_WHAT YOU HAVE TO DO_
Look below for the line with "positive clicks: (16, 64)". Extract that line and each one after it through the last, word for word.

_PROVIDED DATA_
■ ■ ■

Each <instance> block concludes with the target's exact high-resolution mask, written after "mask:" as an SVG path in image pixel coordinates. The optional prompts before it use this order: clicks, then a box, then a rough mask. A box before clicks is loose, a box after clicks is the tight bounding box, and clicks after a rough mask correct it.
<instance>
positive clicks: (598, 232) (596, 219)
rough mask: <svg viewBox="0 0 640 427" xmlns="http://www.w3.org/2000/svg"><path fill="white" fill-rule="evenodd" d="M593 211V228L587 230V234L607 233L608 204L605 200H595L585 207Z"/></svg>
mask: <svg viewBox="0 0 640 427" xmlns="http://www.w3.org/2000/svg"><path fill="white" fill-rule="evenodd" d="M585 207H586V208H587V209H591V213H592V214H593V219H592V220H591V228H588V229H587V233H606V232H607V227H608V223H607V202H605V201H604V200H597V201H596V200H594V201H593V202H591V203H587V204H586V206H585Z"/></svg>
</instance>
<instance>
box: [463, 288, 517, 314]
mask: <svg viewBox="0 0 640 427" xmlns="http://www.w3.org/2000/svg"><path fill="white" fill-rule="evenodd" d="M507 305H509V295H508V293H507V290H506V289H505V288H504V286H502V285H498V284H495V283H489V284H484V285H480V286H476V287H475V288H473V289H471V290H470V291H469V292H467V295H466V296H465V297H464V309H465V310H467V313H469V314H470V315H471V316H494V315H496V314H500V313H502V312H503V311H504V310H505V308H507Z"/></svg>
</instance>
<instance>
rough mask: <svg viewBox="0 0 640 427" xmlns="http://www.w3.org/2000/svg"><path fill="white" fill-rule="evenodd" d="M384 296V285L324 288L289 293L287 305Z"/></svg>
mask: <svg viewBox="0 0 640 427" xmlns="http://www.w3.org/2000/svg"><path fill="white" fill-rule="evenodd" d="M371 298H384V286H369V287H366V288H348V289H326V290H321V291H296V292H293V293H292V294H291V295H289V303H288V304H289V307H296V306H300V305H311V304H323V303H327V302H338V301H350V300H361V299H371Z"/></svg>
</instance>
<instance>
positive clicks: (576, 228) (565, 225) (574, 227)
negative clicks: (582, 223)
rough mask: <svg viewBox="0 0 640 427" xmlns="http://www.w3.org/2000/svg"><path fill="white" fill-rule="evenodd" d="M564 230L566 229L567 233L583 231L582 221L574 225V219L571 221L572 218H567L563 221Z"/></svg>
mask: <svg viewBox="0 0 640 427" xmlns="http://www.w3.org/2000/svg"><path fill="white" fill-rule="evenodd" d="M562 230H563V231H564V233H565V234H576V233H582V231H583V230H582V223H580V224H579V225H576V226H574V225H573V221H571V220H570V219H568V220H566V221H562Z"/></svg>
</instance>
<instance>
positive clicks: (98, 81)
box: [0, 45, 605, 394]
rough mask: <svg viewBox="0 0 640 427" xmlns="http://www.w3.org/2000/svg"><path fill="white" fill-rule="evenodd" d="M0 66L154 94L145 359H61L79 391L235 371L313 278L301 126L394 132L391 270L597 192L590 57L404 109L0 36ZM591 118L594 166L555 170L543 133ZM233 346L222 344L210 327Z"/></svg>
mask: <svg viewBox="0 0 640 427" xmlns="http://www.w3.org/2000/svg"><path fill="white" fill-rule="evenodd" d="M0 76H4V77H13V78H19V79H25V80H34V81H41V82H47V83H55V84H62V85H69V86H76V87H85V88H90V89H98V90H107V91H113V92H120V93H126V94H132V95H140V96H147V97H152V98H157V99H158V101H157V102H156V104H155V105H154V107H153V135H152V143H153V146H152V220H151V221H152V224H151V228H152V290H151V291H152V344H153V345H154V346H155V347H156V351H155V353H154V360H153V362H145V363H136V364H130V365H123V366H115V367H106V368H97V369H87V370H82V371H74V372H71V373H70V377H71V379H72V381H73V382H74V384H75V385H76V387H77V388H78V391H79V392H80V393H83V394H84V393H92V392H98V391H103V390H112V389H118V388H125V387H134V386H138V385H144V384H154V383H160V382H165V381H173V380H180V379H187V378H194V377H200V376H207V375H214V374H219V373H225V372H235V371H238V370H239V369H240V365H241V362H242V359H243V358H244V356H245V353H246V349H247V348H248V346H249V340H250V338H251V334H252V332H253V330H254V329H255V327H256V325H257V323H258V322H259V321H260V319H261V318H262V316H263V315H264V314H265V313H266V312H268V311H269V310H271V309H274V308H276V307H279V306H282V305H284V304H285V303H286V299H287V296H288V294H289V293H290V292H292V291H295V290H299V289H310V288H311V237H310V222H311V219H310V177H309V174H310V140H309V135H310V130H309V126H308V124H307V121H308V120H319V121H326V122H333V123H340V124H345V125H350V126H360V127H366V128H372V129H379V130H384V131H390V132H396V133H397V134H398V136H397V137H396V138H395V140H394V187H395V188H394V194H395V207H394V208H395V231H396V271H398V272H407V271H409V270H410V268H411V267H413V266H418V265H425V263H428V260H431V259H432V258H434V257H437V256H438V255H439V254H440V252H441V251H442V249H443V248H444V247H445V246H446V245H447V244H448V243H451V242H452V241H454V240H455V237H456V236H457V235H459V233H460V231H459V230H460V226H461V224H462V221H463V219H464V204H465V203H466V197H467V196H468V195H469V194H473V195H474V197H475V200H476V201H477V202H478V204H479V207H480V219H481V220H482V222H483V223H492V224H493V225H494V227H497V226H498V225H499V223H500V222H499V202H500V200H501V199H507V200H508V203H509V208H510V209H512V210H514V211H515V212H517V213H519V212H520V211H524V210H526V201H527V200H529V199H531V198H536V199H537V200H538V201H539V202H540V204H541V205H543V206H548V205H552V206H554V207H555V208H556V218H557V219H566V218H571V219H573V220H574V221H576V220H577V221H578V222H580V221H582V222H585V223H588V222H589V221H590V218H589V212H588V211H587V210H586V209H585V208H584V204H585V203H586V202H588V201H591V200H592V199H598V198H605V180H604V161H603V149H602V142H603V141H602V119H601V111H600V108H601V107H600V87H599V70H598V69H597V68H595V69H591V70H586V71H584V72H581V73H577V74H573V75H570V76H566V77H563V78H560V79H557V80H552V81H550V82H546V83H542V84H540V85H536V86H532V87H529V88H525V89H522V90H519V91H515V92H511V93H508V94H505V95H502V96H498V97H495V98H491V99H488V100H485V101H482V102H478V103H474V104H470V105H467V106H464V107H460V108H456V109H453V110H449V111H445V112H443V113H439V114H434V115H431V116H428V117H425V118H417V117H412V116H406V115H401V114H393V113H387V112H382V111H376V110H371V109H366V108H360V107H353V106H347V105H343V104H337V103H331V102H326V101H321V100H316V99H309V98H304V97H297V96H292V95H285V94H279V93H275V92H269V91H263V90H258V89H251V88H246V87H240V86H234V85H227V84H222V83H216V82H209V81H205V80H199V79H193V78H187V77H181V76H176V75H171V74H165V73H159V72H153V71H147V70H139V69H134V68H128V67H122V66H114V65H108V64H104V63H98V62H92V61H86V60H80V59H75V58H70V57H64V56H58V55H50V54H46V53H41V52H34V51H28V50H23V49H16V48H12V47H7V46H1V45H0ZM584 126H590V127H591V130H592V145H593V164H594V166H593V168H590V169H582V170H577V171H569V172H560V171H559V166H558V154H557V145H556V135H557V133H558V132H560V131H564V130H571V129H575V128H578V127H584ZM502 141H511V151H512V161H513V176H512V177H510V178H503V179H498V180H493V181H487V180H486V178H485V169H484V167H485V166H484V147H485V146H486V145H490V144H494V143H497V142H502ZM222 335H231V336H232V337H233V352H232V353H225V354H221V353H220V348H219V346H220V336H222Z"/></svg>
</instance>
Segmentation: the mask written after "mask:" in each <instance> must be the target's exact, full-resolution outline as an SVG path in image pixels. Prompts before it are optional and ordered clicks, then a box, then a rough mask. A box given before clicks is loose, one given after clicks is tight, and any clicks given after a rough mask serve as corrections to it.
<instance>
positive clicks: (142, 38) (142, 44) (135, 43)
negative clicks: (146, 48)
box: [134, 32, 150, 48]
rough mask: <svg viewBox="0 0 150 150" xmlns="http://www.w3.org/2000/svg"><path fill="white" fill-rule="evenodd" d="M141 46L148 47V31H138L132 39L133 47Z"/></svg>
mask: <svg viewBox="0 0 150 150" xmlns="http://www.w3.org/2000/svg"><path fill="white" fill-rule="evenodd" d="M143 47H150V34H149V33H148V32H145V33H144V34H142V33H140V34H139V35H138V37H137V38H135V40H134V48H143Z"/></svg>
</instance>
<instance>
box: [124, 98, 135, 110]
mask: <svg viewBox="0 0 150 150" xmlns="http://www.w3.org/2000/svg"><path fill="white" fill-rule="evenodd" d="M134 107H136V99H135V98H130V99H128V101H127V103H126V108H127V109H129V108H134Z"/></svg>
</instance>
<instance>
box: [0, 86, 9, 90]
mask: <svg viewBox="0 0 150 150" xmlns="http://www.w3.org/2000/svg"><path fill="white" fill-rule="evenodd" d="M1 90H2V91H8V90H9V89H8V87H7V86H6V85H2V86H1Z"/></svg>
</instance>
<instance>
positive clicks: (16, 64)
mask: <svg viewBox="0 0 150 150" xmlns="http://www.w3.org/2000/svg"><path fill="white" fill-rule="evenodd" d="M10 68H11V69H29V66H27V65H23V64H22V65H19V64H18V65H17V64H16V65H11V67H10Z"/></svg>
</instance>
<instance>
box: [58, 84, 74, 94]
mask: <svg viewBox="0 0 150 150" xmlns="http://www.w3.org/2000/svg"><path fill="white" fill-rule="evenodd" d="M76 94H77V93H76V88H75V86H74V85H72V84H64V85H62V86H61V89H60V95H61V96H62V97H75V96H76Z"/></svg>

■ ■ ■

_RESULT OF THIS TASK_
positive clicks: (16, 64)
mask: <svg viewBox="0 0 150 150" xmlns="http://www.w3.org/2000/svg"><path fill="white" fill-rule="evenodd" d="M10 68H11V69H29V66H27V65H23V64H22V65H19V64H18V65H17V64H16V65H11V67H10Z"/></svg>
</instance>
<instance>
box: [58, 84, 74, 94]
mask: <svg viewBox="0 0 150 150" xmlns="http://www.w3.org/2000/svg"><path fill="white" fill-rule="evenodd" d="M76 94H77V93H76V88H75V86H74V85H72V84H64V85H62V86H61V89H60V95H61V96H62V97H75V96H76Z"/></svg>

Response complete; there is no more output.